-------- Data records --------

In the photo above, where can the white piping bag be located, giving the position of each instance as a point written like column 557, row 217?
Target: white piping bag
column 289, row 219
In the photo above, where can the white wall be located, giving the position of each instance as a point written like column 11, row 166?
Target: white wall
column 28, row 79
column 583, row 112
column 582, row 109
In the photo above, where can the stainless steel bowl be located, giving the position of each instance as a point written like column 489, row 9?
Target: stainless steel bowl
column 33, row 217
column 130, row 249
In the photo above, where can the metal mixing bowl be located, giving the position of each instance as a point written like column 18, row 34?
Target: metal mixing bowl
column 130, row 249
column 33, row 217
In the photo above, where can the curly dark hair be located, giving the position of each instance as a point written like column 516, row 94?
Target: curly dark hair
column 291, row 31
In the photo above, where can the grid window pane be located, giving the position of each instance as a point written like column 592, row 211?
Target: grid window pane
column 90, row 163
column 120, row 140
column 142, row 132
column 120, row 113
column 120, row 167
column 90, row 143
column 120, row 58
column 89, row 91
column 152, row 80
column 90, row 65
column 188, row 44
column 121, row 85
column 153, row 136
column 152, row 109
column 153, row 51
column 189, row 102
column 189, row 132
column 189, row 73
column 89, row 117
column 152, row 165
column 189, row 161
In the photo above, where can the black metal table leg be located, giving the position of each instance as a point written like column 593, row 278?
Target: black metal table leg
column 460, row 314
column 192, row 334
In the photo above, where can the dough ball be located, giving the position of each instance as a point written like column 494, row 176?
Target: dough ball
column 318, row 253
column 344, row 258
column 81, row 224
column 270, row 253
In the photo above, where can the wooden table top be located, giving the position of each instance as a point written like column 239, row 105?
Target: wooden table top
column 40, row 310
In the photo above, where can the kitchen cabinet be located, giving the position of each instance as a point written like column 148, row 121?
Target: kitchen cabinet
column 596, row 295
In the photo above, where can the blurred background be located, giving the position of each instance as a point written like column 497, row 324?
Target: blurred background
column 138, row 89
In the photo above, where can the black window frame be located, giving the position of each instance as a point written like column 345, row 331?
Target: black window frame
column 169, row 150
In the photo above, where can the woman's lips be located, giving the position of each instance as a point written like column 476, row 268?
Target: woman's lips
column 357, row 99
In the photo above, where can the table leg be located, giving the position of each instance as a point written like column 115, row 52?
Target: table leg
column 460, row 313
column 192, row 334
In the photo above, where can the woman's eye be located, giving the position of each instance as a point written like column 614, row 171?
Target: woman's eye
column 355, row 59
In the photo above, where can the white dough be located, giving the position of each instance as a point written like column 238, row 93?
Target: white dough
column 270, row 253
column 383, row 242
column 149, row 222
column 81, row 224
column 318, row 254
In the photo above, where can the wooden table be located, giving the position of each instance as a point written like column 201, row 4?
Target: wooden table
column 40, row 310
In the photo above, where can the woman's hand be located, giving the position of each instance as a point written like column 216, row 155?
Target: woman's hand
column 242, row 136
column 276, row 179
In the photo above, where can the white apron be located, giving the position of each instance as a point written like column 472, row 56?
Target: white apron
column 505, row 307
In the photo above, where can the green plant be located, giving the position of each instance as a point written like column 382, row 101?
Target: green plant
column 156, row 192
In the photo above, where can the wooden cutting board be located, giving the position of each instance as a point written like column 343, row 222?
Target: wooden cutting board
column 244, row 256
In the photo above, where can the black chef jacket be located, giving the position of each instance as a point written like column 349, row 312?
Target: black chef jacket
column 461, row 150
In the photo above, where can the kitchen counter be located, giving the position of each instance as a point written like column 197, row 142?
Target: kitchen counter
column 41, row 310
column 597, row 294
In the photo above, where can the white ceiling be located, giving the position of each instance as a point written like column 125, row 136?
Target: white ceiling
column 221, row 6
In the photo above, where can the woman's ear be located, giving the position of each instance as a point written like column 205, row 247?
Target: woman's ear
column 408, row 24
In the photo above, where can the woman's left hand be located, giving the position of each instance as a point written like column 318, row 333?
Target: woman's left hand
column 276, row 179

--------

What is needed
Reproduce the records exactly, keeping every line.

Exercise output
In the photo above, where can the white piping bag be located, giving the position of each instance as a point written like column 557, row 217?
Target: white piping bag
column 289, row 219
In the photo above, where can the white wall be located, giving the position of each instance as a point written like column 11, row 166?
Target: white wall
column 28, row 79
column 583, row 112
column 582, row 109
In the photo above, where can the stainless steel bowl be located, giving the position of each instance as a point written like column 489, row 9?
Target: stainless steel bowl
column 33, row 217
column 130, row 249
In the photo above, where can the metal mixing bowl be located, giving the position of each instance as a point written like column 18, row 34?
Target: metal mixing bowl
column 130, row 249
column 33, row 217
In the photo above, where can the curly dark hair be located, giving the position of each instance as a point written like column 516, row 94?
Target: curly dark hair
column 291, row 31
In the photo above, where can the grid window pane be located, giving the position of each instance as a point written like column 592, row 211?
Target: grid window pane
column 90, row 163
column 120, row 140
column 142, row 132
column 120, row 113
column 120, row 167
column 90, row 143
column 120, row 58
column 89, row 91
column 152, row 80
column 90, row 65
column 188, row 44
column 121, row 85
column 153, row 136
column 152, row 109
column 153, row 51
column 189, row 102
column 189, row 132
column 189, row 73
column 89, row 117
column 152, row 165
column 189, row 161
In the photo above, where can the black metal table leg be located, giving the position of each instance as a point written like column 593, row 278?
Target: black metal table leg
column 460, row 314
column 192, row 334
In the photo above, where can the dough ball be located, giving the position of each instance as a point written like column 494, row 176?
Target: dough ball
column 318, row 253
column 344, row 258
column 81, row 224
column 270, row 253
In the photo above, where can the wooden table top be located, giving the position of each instance as a point written like column 239, row 105?
Target: wooden table top
column 40, row 310
In the photo above, where can the kitchen cabinet be located, giving the position of each instance as a point written like column 148, row 121?
Target: kitchen cabinet
column 596, row 295
In the photo above, where can the blurred background be located, giving the position of each instance as a point written like column 497, row 324?
Target: blurred background
column 138, row 89
In the photo above, where can the black window frame be located, giving the position of each instance as a point written like column 345, row 331?
Target: black window frame
column 169, row 150
In the photo above, where can the woman's lips be located, giving the position of each instance as a point written like column 476, row 268?
Target: woman's lips
column 357, row 99
In the photo above, where can the table leg be located, giving the position of each instance as a point written like column 115, row 52?
Target: table leg
column 460, row 313
column 192, row 334
In the photo above, where can the woman's eye be located, giving the position of each instance as a point written like column 614, row 171?
Target: woman's eye
column 355, row 59
In the photo above, where can the white dough be located, giving the position of each instance as a point written like column 238, row 93?
Target: white dough
column 270, row 253
column 383, row 242
column 149, row 222
column 81, row 224
column 318, row 254
In the photo above, where can the wooden table be located, giving the position of each instance as a point written like column 201, row 4?
Target: wooden table
column 40, row 310
In the photo above, where can the woman's hand be located, giving the position of each instance as a point written like column 216, row 155?
Target: woman's hand
column 242, row 136
column 276, row 179
In the photo above, where can the white apron be located, giving the position of each instance as a point written like column 472, row 56?
Target: white apron
column 505, row 307
In the photo above, where can the green plant be located, giving the position of each instance as a point written like column 382, row 101?
Target: green plant
column 156, row 192
In the photo above, where can the wooden cutting board be located, giving the position of each instance as a point written like column 343, row 222?
Target: wooden cutting board
column 244, row 256
In the photo above, where can the black chef jacket be located, giving the position of each instance as a point written like column 349, row 312?
Target: black chef jacket
column 461, row 150
In the photo above, where can the kitchen counter be located, giving the position of each instance as a point written like column 197, row 142?
Target: kitchen counter
column 41, row 310
column 597, row 294
In the photo above, where can the white ceiling be located, giving the position of each instance as a point written like column 125, row 136?
Target: white ceiling
column 221, row 6
In the photo above, where can the woman's ear be located, giving the position of each instance as a point written like column 205, row 247?
Target: woman's ear
column 408, row 24
In the photo above, where can the woman's left hand be located, giving the position of each instance as a point written like column 318, row 333?
Target: woman's left hand
column 276, row 179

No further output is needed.